### Activity
Nothing in the entries should be altered. Write them out in full.

### Records shown
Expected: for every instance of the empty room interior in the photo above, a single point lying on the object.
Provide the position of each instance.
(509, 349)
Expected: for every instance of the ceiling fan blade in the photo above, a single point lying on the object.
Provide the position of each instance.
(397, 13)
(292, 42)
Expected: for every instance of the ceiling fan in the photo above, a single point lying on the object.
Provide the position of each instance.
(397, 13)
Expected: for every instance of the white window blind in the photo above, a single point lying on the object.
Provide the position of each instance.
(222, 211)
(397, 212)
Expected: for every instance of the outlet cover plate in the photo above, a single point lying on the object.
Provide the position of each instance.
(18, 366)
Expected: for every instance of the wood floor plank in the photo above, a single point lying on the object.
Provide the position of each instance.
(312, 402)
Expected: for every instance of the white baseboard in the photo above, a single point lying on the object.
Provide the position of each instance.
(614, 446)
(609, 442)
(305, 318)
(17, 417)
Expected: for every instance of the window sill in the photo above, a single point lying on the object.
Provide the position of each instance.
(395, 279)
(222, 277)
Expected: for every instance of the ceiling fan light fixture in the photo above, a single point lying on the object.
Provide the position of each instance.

### Solution to the problem
Expected: for every instance of the empty room interior in the photo above, a single point lying on the object.
Provide the position of each instance.
(509, 349)
Expected: for every instance of the ceiling fan blade in the photo above, a single point lying on the object.
Provide the position of each instance.
(397, 13)
(292, 42)
Expected: for every instance of the ceiling fan in the photo above, a single point lying on the object.
Provide the position of each instance.
(397, 13)
Expected: for every instance of the white window blind in the photo above, a single point lying on the object.
Provide the position of each instance.
(222, 211)
(397, 212)
Expected: for every instance of the outlet cover plate in the photo above, a single point lying on the object.
Provide the position of each instance.
(18, 366)
Expected: for every instance of the wood floor plank in the photo above, a single point lying on the object.
Provide the position of each instance.
(312, 402)
Expected: for every instance of the white baseboard in the photo above, a single point lying on the object.
Provide the position of each instance.
(614, 446)
(609, 442)
(305, 318)
(17, 417)
Expected: for every instance of the window sill in the photo above, a single point lying on the object.
Provide the position of each instance.
(395, 279)
(222, 277)
Expected: for every instance of the ceiling fan light fixture in the photo above, a single point lying on the object.
Provide the position of each instance.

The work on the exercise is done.